* TASK PROMPT: Could you write out, with no changes, the lines below between the line holding "Expected content: green" and the line holding "9 0 1200 662", inclusive?

* RAW RECORDS:
────

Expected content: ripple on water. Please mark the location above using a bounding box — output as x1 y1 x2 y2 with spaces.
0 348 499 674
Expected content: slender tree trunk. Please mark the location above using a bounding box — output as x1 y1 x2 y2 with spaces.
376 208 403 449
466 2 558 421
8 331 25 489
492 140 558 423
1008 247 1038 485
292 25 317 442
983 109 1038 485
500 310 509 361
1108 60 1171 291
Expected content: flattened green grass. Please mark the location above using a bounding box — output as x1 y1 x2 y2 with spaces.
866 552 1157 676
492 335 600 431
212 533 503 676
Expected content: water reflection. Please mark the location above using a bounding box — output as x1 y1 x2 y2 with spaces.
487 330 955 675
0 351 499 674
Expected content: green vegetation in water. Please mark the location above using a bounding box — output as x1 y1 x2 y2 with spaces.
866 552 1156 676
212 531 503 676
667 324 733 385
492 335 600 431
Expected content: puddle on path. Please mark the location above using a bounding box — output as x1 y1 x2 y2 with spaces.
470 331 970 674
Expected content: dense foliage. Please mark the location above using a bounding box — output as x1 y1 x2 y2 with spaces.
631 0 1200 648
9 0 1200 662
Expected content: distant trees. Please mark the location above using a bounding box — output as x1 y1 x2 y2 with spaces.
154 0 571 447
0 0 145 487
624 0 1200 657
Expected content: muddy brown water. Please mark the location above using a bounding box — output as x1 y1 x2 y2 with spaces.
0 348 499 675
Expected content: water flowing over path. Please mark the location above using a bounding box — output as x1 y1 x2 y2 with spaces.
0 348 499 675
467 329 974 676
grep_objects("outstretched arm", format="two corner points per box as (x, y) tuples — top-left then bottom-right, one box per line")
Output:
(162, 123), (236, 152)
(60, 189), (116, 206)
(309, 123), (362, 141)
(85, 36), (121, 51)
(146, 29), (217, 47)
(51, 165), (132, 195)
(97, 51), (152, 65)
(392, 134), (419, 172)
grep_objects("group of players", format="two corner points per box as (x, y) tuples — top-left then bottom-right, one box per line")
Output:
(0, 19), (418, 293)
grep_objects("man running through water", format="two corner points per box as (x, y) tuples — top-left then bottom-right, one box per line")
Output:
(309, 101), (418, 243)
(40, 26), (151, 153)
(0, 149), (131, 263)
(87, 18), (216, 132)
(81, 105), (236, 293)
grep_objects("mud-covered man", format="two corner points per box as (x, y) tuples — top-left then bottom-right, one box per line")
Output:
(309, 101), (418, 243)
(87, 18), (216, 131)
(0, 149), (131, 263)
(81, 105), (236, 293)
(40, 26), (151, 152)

────

* TASK SOLUTION:
Expected content: green vegetation in water. Please mark the location above using a bounding box — output as x1 y1 x2 y2 with spaces.
866 552 1156 676
212 531 503 676
667 324 733 385
492 335 600 431
Expected content: puddle on path. Please mark the location above using a bounding box — output as x1 y1 x2 y2 with spaces.
470 331 970 674
Expected content: dense foliage. Please mark the location above using a bounding box — output as x1 y1 x2 y2 with spaces.
631 0 1200 648
9 0 1200 662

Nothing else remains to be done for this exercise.